[Saved entries]
=== Begin Enclosure ===

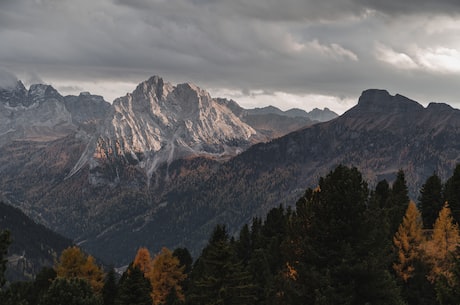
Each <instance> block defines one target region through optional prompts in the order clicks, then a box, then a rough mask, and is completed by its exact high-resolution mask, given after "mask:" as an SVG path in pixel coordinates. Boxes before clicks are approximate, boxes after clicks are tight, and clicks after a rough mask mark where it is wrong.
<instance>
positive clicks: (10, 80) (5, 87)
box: [0, 68, 18, 88]
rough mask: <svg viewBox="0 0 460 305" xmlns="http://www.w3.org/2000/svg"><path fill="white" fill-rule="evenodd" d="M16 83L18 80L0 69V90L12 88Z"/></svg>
mask: <svg viewBox="0 0 460 305" xmlns="http://www.w3.org/2000/svg"><path fill="white" fill-rule="evenodd" d="M17 81H18V80H17V78H16V76H15V75H14V74H13V73H11V72H9V71H7V70H3V69H1V68H0V88H11V87H14V86H15V85H16V83H17Z"/></svg>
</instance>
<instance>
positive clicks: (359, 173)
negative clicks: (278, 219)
mask: <svg viewBox="0 0 460 305" xmlns="http://www.w3.org/2000/svg"><path fill="white" fill-rule="evenodd" d="M368 198H369V191H368V187H367V183H365V182H364V180H363V179H362V176H361V174H360V173H359V172H358V170H357V169H356V168H347V167H345V166H338V167H337V168H336V169H335V170H334V171H332V172H330V173H329V174H328V175H327V176H326V177H325V178H320V180H319V187H318V189H317V190H316V191H314V192H313V193H312V194H311V197H310V198H308V197H307V198H305V200H304V202H305V210H306V211H307V212H308V213H305V214H308V215H307V216H306V218H305V220H304V221H302V222H299V225H303V226H304V227H305V229H304V230H300V229H299V230H297V231H298V232H300V233H302V232H305V233H304V234H305V235H304V236H303V237H302V236H295V232H294V233H293V238H292V237H291V238H292V242H293V244H298V245H299V246H300V249H298V250H296V251H297V252H298V254H299V256H297V259H296V258H295V256H294V257H293V258H294V259H293V260H292V261H291V260H290V261H289V266H288V268H293V269H294V271H295V273H294V274H295V276H292V277H291V278H293V280H292V281H290V283H291V285H289V286H290V287H293V289H292V290H291V291H292V292H291V297H290V299H291V300H294V303H305V304H401V303H402V300H401V297H400V295H399V290H398V289H397V286H396V283H395V282H394V280H393V279H392V278H391V276H390V274H389V272H388V271H387V265H386V262H387V258H385V257H382V254H380V255H379V252H381V253H385V254H386V251H381V249H379V248H378V247H380V241H378V240H376V238H375V237H376V235H374V234H375V232H376V230H373V228H374V227H375V223H374V222H375V219H373V218H371V217H369V214H368ZM296 214H298V211H297V213H296ZM370 249H372V251H369V250H370Z"/></svg>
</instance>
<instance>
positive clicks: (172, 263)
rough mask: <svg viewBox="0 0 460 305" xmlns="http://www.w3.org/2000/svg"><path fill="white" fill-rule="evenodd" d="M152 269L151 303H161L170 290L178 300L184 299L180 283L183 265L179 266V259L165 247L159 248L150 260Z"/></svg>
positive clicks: (151, 272) (157, 304)
mask: <svg viewBox="0 0 460 305" xmlns="http://www.w3.org/2000/svg"><path fill="white" fill-rule="evenodd" d="M152 265H153V269H152V271H151V272H150V281H151V283H152V290H153V292H152V299H153V304H154V305H158V304H163V303H164V302H165V301H166V298H167V297H168V295H169V294H170V292H171V291H175V292H176V295H177V298H178V299H179V300H182V301H183V300H184V295H183V293H182V287H181V285H180V283H181V282H182V281H183V280H184V279H185V277H186V275H185V274H184V267H183V266H182V267H181V266H180V262H179V259H178V258H177V257H175V256H174V255H173V253H172V252H171V251H170V250H169V249H167V248H163V249H161V252H160V253H159V254H157V255H156V256H155V257H154V259H153V262H152Z"/></svg>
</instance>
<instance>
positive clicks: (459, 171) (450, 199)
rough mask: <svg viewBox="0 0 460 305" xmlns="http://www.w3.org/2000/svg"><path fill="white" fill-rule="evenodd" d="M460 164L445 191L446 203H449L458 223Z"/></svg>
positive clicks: (449, 204) (459, 186) (455, 218)
mask: <svg viewBox="0 0 460 305" xmlns="http://www.w3.org/2000/svg"><path fill="white" fill-rule="evenodd" d="M459 190H460V164H458V165H457V166H456V167H455V170H454V173H453V175H452V177H450V178H449V179H448V180H447V182H446V185H445V189H444V201H447V202H448V203H449V206H450V209H451V211H452V216H453V218H454V220H455V222H456V223H460V191H459Z"/></svg>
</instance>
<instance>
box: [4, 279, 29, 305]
mask: <svg viewBox="0 0 460 305" xmlns="http://www.w3.org/2000/svg"><path fill="white" fill-rule="evenodd" d="M32 286H33V283H32V282H15V283H11V285H9V287H8V288H7V289H5V290H4V291H2V292H0V304H2V305H31V304H37V303H33V302H35V299H34V298H33V296H31V294H32V290H33V289H32Z"/></svg>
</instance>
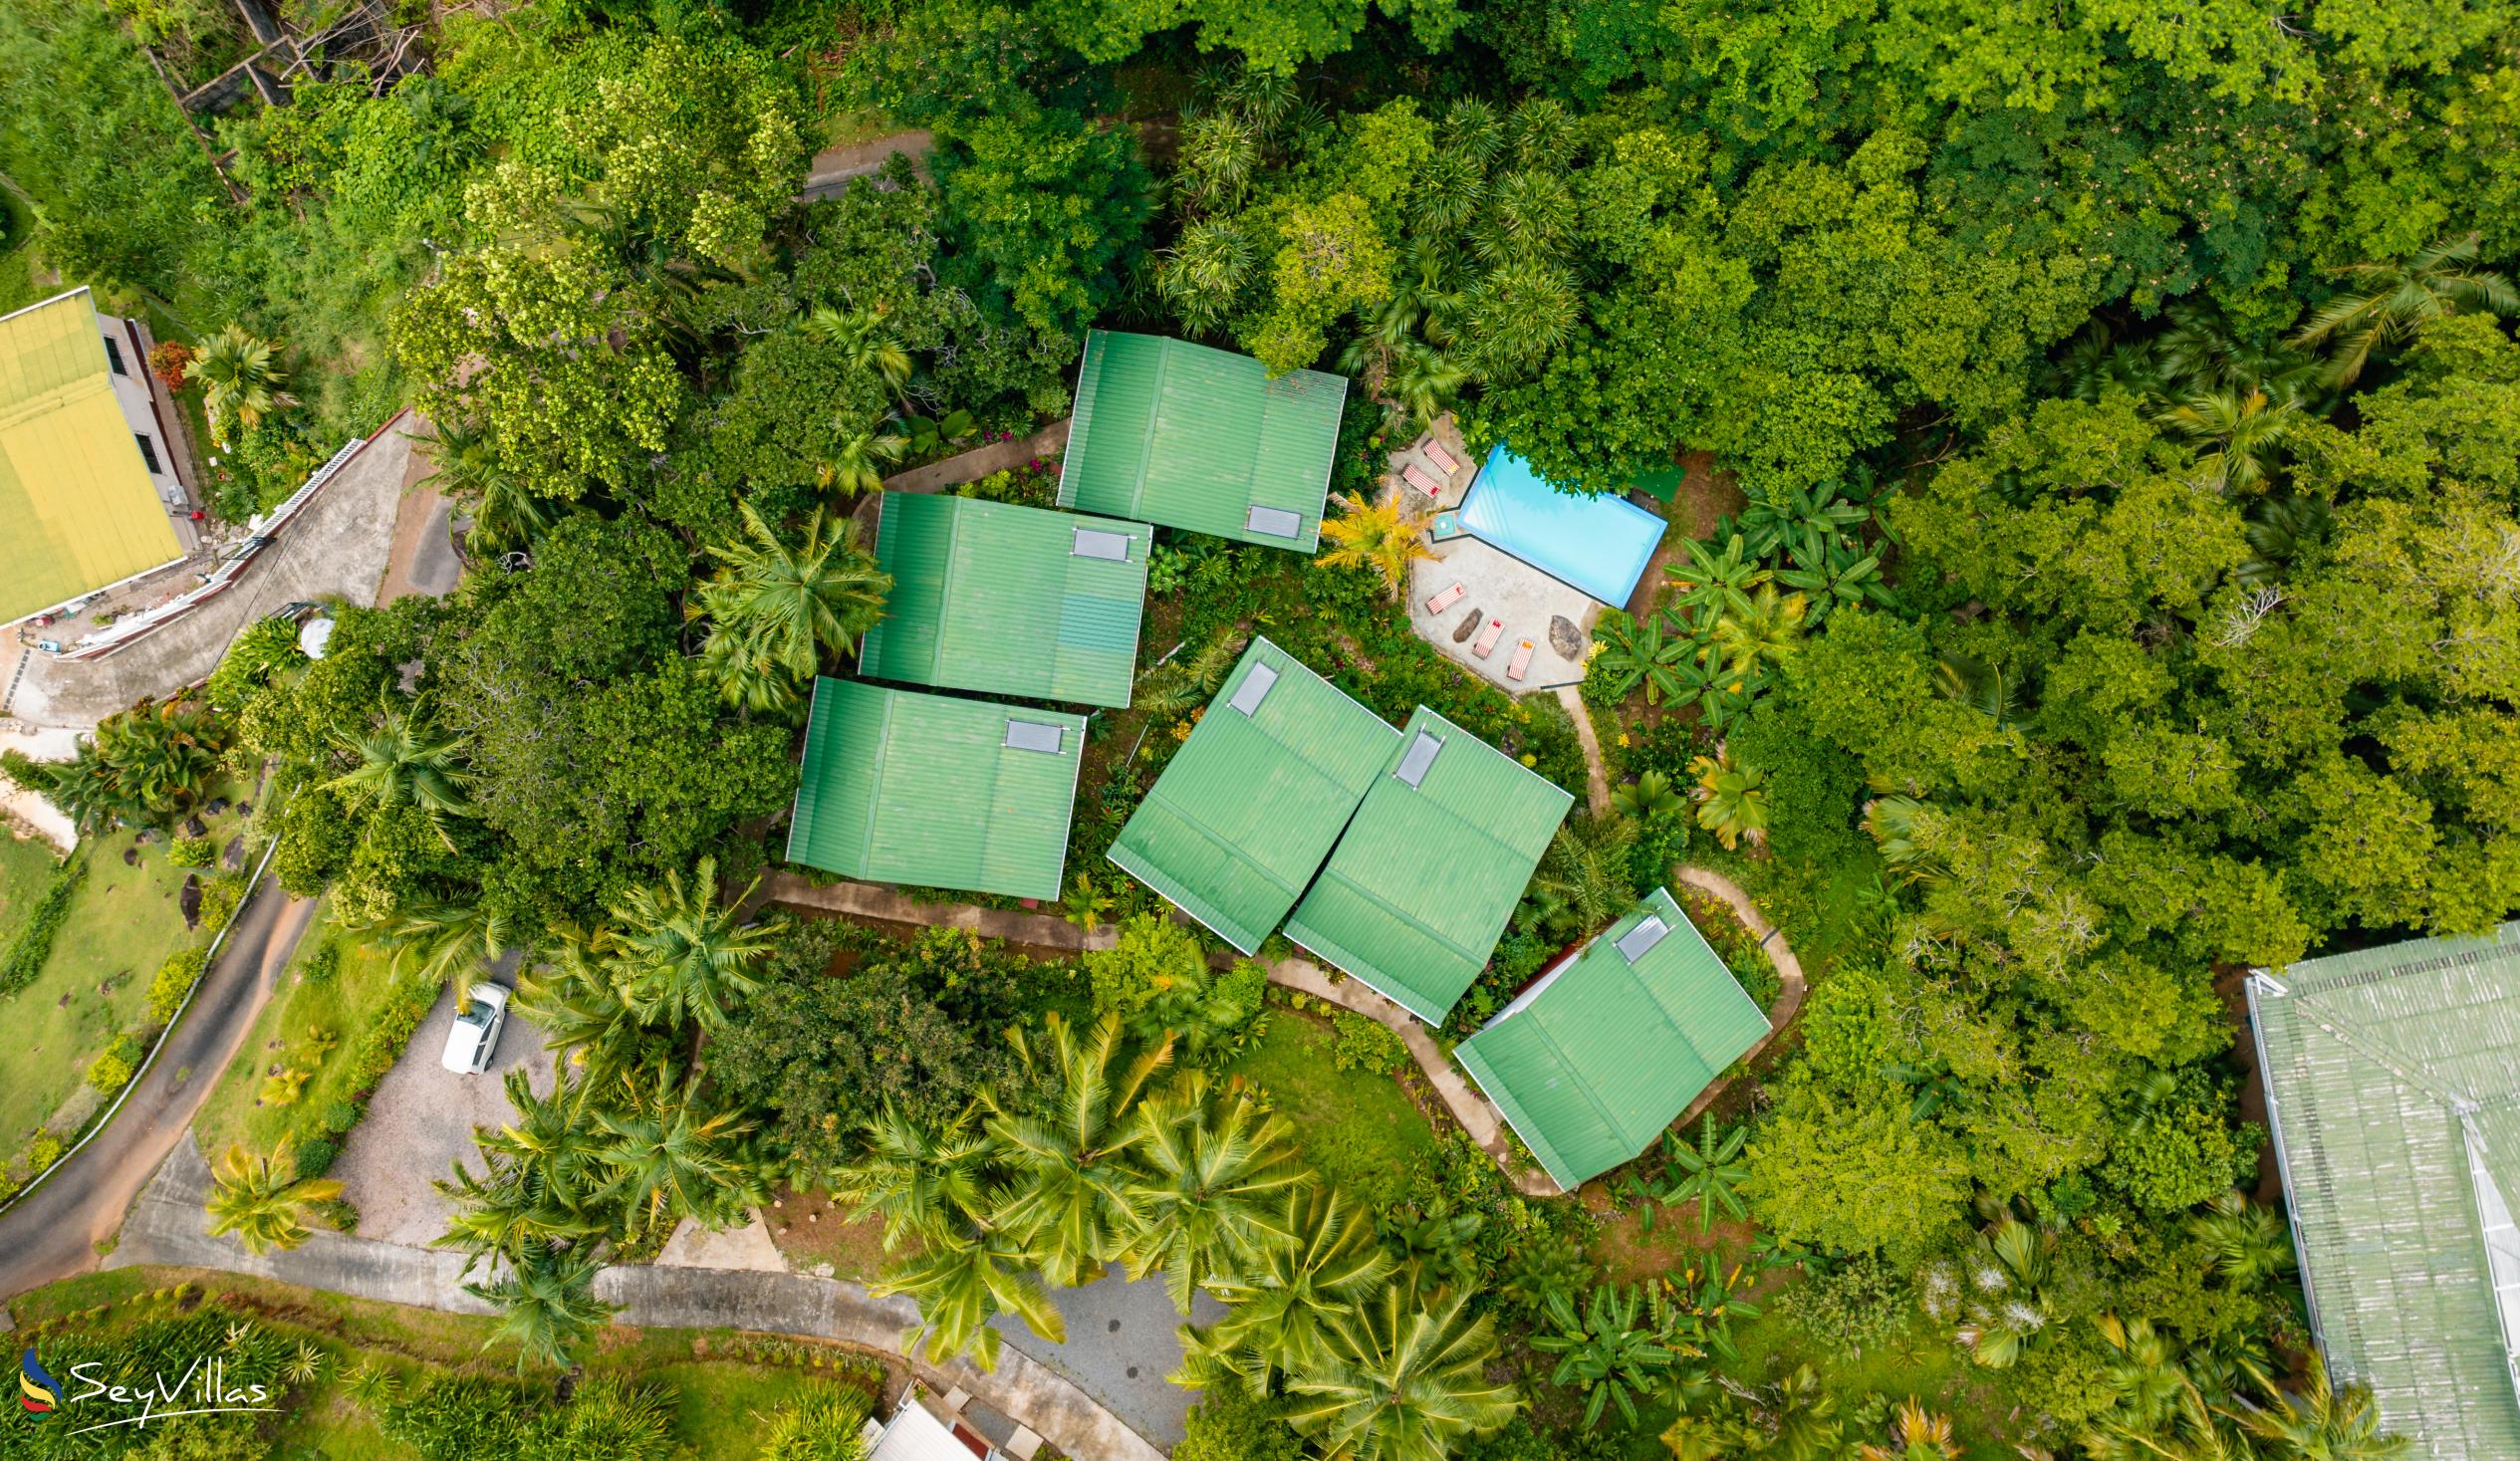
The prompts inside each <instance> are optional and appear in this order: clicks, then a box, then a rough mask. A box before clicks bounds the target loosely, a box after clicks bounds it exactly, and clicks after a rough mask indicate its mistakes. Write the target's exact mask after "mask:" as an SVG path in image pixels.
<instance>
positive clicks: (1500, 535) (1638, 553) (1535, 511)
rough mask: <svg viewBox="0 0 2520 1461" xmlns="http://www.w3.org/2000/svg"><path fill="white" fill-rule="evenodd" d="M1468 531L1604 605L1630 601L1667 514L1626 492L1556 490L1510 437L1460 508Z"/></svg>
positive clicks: (1610, 604)
mask: <svg viewBox="0 0 2520 1461" xmlns="http://www.w3.org/2000/svg"><path fill="white" fill-rule="evenodd" d="M1459 524H1462V532H1467V534H1472V537H1474V539H1479V542H1484V544H1489V547H1494V549H1499V552H1507V554H1512V557H1517V559H1522V562H1527V564H1532V567H1535V569H1540V572H1545V574H1550V577H1552V579H1557V582H1562V584H1567V587H1572V589H1578V592H1585V594H1590V597H1595V600H1600V602H1605V605H1613V607H1618V605H1625V602H1628V594H1633V592H1635V579H1641V577H1643V574H1646V562H1648V559H1651V557H1653V547H1656V544H1658V542H1663V519H1658V516H1653V514H1651V511H1646V509H1641V506H1635V504H1633V501H1628V499H1623V496H1585V494H1575V491H1557V489H1555V486H1550V484H1547V481H1542V479H1540V474H1537V471H1532V463H1527V461H1522V458H1520V456H1515V453H1512V451H1507V448H1504V443H1497V448H1494V451H1489V453H1487V463H1484V466H1479V479H1477V481H1472V484H1469V496H1464V499H1462V509H1459Z"/></svg>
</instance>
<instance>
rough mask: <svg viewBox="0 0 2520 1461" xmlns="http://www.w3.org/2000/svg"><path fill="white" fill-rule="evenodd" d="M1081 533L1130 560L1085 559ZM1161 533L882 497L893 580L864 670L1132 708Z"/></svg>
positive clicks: (931, 501)
mask: <svg viewBox="0 0 2520 1461" xmlns="http://www.w3.org/2000/svg"><path fill="white" fill-rule="evenodd" d="M1079 534H1091V537H1096V539H1106V542H1116V544H1121V557H1101V554H1079V552H1076V539H1079ZM1152 547H1154V529H1149V526H1147V524H1137V521H1114V519H1081V516H1076V514H1061V511H1043V509H1033V506H1016V504H1005V501H980V499H965V496H927V494H885V509H882V519H879V529H877V537H874V562H877V564H879V567H882V569H885V572H887V574H892V597H890V600H887V605H885V620H882V622H879V625H877V627H874V630H872V632H869V635H867V640H864V647H862V652H859V673H864V675H874V678H882V680H905V683H912V685H945V688H955V690H985V693H995V695H1023V698H1033V700H1076V703H1086V705H1126V703H1129V693H1131V688H1134V680H1137V632H1139V622H1142V617H1144V610H1147V554H1149V549H1152Z"/></svg>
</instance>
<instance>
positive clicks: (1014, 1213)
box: [988, 1010, 1172, 1287]
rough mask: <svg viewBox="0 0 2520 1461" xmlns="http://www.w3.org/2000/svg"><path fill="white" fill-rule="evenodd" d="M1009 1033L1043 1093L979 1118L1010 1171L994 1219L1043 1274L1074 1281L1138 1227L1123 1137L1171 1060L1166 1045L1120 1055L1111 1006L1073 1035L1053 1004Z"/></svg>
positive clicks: (1134, 1179)
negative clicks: (1056, 1009)
mask: <svg viewBox="0 0 2520 1461" xmlns="http://www.w3.org/2000/svg"><path fill="white" fill-rule="evenodd" d="M1008 1038H1011V1040H1013V1045H1016V1060H1018V1063H1021V1066H1023V1071H1026V1076H1031V1078H1033V1083H1036V1088H1038V1091H1043V1096H1041V1098H1038V1101H1033V1103H1026V1106H1021V1108H1005V1106H1000V1108H995V1111H993V1113H990V1118H988V1136H990V1141H995V1146H998V1156H1000V1161H1003V1164H1005V1166H1008V1171H1011V1174H1013V1197H1011V1199H1008V1202H1005V1204H1003V1207H1000V1209H998V1227H1005V1229H1008V1232H1011V1234H1013V1237H1016V1239H1018V1242H1023V1244H1026V1247H1028V1249H1031V1252H1033V1254H1038V1259H1041V1272H1043V1277H1048V1280H1051V1282H1053V1285H1058V1287H1074V1285H1081V1282H1089V1280H1091V1277H1094V1275H1096V1270H1101V1265H1104V1259H1109V1257H1114V1254H1119V1249H1121V1244H1124V1242H1126V1237H1129V1234H1131V1232H1134V1229H1137V1227H1139V1209H1137V1199H1134V1191H1131V1189H1134V1184H1137V1181H1139V1174H1137V1169H1134V1166H1131V1161H1129V1146H1131V1141H1137V1136H1139V1126H1137V1108H1139V1101H1142V1098H1144V1093H1147V1083H1149V1081H1154V1076H1157V1073H1159V1071H1162V1068H1164V1066H1167V1063H1169V1060H1172V1045H1169V1043H1162V1045H1154V1048H1149V1050H1144V1053H1139V1055H1137V1058H1134V1060H1129V1063H1121V1025H1119V1015H1104V1018H1101V1020H1099V1023H1096V1025H1094V1028H1091V1030H1089V1033H1086V1035H1084V1038H1079V1035H1076V1030H1074V1028H1071V1025H1068V1020H1066V1018H1063V1015H1058V1013H1056V1010H1053V1013H1051V1015H1048V1018H1046V1033H1043V1038H1038V1040H1036V1038H1033V1035H1031V1033H1026V1030H1023V1028H1021V1025H1018V1028H1016V1030H1011V1033H1008Z"/></svg>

=== End Enclosure ===

### The problem
Pictures stay out. Print the data exactly, from its first line through the line containing "positive clicks: (359, 173)".

### Result for this task
Each <instance> block defines one target region through optional prompts in the order clicks, then a box, then a rough mask, and is completed by its exact high-resolution mask, given after "mask:" as an SVG path in pixel coordinates. Boxes before clicks are approximate, boxes after clicks are tight, and clicks after a rough mask mark where it is wrong.
<instance>
positive clicks: (10, 80) (5, 87)
box: [0, 68, 18, 88]
rough mask: <svg viewBox="0 0 460 305" xmlns="http://www.w3.org/2000/svg"><path fill="white" fill-rule="evenodd" d="M16 83L18 80L0 69V90L12 88Z"/></svg>
mask: <svg viewBox="0 0 460 305" xmlns="http://www.w3.org/2000/svg"><path fill="white" fill-rule="evenodd" d="M17 81H18V80H17V78H16V76H15V75H14V74H13V73H11V72H9V71H7V70H3V69H1V68H0V88H11V87H14V86H15V85H16V83H17Z"/></svg>
</instance>
<instance>
positive clicks: (359, 173)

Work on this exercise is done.